_Written request_. Copy the following items word for word, starting at the line containing "Where can you spot the street" and ending after the line containing "column 97, row 70".

_Items_.
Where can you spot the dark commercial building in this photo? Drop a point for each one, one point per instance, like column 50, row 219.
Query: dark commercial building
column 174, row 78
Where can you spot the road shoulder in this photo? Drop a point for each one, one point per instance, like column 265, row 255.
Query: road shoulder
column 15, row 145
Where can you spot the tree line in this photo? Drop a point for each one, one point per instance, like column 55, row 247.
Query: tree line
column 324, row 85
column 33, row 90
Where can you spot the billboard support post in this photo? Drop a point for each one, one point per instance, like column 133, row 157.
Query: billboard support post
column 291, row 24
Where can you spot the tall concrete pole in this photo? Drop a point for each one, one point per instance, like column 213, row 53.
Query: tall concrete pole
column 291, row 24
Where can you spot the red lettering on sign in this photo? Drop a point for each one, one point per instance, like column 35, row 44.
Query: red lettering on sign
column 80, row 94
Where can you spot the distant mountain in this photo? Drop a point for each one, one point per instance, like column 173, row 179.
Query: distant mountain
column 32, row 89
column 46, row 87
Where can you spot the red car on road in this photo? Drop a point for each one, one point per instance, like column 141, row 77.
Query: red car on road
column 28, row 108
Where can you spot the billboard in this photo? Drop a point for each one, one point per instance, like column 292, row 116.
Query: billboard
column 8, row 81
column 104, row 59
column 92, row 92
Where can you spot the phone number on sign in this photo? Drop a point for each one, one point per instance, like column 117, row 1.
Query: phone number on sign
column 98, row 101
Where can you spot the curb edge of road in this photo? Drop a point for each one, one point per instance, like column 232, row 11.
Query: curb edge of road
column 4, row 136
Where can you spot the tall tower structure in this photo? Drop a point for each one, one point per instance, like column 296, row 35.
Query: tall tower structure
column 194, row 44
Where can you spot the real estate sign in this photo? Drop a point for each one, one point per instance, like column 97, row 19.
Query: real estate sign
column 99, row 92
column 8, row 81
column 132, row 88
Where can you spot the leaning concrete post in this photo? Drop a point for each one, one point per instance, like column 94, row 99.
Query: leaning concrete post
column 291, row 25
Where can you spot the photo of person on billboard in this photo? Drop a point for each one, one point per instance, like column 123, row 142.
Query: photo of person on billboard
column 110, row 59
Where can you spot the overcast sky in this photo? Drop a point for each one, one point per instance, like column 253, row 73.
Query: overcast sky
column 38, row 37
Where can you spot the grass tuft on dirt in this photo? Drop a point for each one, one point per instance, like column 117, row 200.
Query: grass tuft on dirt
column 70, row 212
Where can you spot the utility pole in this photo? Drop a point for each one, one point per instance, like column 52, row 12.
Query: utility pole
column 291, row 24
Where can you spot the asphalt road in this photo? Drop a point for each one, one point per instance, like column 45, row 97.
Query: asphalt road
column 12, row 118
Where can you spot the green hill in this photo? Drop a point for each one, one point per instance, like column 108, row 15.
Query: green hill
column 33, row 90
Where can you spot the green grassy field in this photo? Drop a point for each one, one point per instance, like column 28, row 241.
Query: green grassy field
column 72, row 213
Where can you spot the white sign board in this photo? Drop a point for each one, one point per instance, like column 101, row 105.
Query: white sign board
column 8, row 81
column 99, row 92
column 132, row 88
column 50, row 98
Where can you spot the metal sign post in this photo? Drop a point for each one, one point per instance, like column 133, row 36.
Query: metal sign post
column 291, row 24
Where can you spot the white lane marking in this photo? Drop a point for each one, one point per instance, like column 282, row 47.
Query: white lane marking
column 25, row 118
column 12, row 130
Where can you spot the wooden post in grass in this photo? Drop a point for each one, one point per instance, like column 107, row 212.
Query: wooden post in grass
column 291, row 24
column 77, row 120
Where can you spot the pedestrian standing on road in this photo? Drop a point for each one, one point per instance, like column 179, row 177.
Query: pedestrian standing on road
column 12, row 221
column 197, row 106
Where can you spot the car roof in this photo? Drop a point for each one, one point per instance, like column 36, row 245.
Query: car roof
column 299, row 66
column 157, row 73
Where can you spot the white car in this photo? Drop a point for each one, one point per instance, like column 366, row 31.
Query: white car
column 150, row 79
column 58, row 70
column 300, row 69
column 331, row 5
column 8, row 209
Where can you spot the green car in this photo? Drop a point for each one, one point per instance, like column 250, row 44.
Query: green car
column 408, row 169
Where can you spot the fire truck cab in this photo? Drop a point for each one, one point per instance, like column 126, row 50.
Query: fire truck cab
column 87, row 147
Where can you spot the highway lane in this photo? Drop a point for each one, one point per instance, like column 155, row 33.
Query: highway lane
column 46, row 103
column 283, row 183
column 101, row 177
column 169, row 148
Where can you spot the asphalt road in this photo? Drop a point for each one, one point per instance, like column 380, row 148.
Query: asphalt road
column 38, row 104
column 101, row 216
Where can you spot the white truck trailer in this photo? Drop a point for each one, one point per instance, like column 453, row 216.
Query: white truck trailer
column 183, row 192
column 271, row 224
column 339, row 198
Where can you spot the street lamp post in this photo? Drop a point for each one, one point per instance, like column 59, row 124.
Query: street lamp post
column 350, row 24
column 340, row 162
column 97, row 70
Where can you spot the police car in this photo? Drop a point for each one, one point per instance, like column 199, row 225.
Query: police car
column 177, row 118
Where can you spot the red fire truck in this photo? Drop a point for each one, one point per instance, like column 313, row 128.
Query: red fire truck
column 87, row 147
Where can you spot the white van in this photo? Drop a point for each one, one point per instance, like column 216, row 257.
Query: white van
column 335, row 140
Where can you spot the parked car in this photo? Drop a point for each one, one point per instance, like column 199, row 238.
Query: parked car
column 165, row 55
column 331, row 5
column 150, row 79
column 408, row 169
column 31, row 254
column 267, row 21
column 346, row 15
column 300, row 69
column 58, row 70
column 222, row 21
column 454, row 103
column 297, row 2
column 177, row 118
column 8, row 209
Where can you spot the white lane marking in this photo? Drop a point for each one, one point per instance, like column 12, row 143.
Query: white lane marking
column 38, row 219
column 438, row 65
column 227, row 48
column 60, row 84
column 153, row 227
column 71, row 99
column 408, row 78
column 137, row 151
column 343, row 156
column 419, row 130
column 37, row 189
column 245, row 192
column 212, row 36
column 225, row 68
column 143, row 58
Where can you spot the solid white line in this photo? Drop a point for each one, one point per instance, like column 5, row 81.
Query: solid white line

_Exercise answer_.
Where can you spot the street lamp post in this photo? Drop a point for each one, one point per instance, like column 59, row 124.
Query: street lamp post
column 350, row 24
column 340, row 162
column 97, row 70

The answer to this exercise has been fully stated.